• GIVEN INSTRUCTION
Copy everything from the line containing "For each instance of the wooded" down to the end of the listing, requests included, and increase every coordinate in the answers by 21.

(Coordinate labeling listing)

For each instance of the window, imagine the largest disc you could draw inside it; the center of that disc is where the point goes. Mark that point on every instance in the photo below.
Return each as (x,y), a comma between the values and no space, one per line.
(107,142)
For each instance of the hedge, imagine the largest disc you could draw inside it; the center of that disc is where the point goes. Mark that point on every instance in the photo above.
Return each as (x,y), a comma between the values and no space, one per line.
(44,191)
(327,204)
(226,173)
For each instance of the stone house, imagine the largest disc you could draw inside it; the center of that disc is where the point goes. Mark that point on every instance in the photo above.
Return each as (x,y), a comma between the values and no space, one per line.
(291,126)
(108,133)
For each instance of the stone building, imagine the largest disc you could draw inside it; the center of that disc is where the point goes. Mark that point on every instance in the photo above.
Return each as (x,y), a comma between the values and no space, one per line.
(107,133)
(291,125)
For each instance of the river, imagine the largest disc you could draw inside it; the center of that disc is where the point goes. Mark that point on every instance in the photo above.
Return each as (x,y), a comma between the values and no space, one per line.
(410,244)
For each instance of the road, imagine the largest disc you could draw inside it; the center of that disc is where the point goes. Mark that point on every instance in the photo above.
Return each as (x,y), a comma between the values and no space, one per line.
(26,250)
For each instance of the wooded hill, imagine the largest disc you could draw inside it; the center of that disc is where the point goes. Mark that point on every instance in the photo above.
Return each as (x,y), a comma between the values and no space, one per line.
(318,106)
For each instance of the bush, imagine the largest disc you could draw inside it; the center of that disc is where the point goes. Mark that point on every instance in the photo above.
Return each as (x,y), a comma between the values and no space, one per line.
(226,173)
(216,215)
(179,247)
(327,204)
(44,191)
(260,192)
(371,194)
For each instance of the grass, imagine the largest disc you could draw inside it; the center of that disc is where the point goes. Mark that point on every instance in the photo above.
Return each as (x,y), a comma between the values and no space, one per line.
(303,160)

• RESPONSE
For each instance of the wooded hill, imagine the largest disc you could draw inside it; the center of that disc is where the point goes. Mark that point on every instance in the photo above.
Return each as (x,y), a comma between the values and no space, one per line.
(339,127)
For each instance of the bush, imagine the largest disc you could draw inside it; the center of that disc is where the point goes. Mark that point on every instance in the photo above.
Return each as (x,y), a comma between the values and no space, one per line.
(247,194)
(237,236)
(200,268)
(348,225)
(65,212)
(281,213)
(392,215)
For each instance of the grass, imagine the largest disc you could draw inside it; the center of that disc is where the point goes. Mark that point on every instance in the photo above.
Return each as (x,y), a comma between the values and no space, one per line.
(324,181)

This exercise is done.